• Text to read:
# It's finally coming!!!



## sonex305 (Jun 17, 2007)

Just got word that my Immortal Force will be shipping next week!:9:

I can't wait. Almost 2 months now I have been checking the status and waiting ever so impatiently. For those that are waiting with me, it's almost over!!!


----------



## razorback4life (Jun 19, 2007)

I agree!
I just recieved the email! I hope the wait will be worth it!


----------



## sonex305 (Jun 17, 2007)

Well, mine came today! All is well and it is awesome! Already put it together and have it at the bike shop to be tuned up. Can't wait to take it out for a nice long ride.


----------



## Oversane (Mar 31, 2007)

That's good news. And weigh it too, if you can. Sure would like to know what those things weigh stock.


----------



## razorback4life (Jun 19, 2007)

*The Immortal Force is Here*

I received my Immortal Force last Friday. I was very skeptical of ordering a Motobecane because of all the fires in the forums. But, I decided to take a chance. I could not find too many issues with the bikes themselves mostly with people that should probably buy their bikes at a LBS, or have them serviced at a LBS. I have built 2 bikes prior from the frame up which included lacing the wheels, so I'm confident that I can maintain my bike. I even bought a torque wrench to properly tighten the carbon components. 

Once I received the bike, I looked it over to make sure every thing look ok. I could not find any scratches and the bike was exactly as specified except for the headset. FSA instead of Cane Creek. Which did not bother me too much. I took about an 1-1/2hr to put the bike together, I checked to make sure everything was torqued properly and adjusted the shifters, brakes.... The wheels were true and tight so no problems there. A couple of things that I noticed were the shifter/brake levers were mounted kinda high on the bar and they wrapped the bar tape around the levers in a weird way. It caused the hoods to bulge out a little more then normal? 

Took it for a 30mi ride the next day (it was raining the day it came in). I was very impressed with the ride; the carbon rides like a dream. It dampens the road noise, but when you push on the pedals it will take off. I ride ~20 mi a day so this seams to be a good every day rider. I have about 150mi on the bike and no complaints. I ditched the seat after the first day and ordered some new bar tape to adjust the brake lever locations and fix the bar tape job. 

I was supposed to get an email confirming when the ship date from BD was and tracking number after the 1st email to let everyone know that the bikes had arrived at BD. But I never received one; I still got the bike, a week late. The web site did say approx ship date. I'm still very happy with my purchase; you just can't beat the price.

PS Not a shill, just a guy looking for a good deal for the money.


----------



## California L33 (Jan 20, 2006)

• What this exercise asks:
A - In the Immortal Force thread, reproduce word for word the part that opens with the words containing "I was supposed" and closes with "beat the price.".
B - According to the Immortal Force thread, what brand of headset came on razorback4life's bike in place of the Cane Creek one?
C - Continue the Immortal Force thread from where it stops.

• Data:
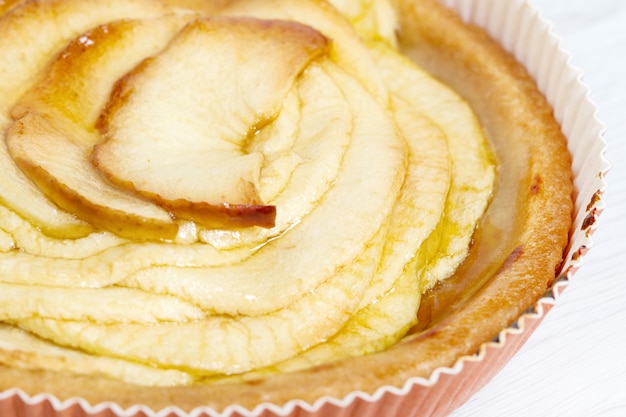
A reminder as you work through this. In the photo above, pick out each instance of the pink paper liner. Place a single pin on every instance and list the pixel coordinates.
(522, 31)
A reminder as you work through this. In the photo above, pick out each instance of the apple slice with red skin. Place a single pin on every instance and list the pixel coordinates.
(177, 128)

• Answers to the exercises:
A -
I was supposed to get an email confirming when the ship date from BD was and tracking number after the 1st email to let everyone know that the bikes had arrived at BD. But I never received one; I still got the bike, a week late. The web site did say approx ship date. I'm still very happy with my purchase; you just can't beat the price.

B - FSA

C -
razorback4life said:


> I received my Immortal Force last Friday. I was very skeptical of ordering a Motobecane because of all the fires in the forums. But, I decided to take a chance. I could not find too many issues with the bikes themselves mostly with people that should probably buy their bikes at a LBS, or have them serviced at a LBS. I have built 2 bikes prior from the frame up which included lacing the wheels, so I'm confident that I can maintain my bike. I even bought a torque wrench to properly tighten the carbon components.
> 
> Once I received the bike, I looked it over to make sure every thing look ok. I could not find any scratches and the bike was exactly as specified except for the headset. FSA instead of Cane Creek. Which did not bother me too much. I took about an 1-1/2hr to put the bike together, I checked to make sure everything was torqued properly and adjusted the shifters, brakes.... The wheels were true and tight so no problems there. A couple of things that I noticed were the shifter/brake levers were mounted kinda high on the bar and they wrapped the bar tape around the levers in a weird way. It caused the hoods to bulge out a little more then normal?
> 
> ...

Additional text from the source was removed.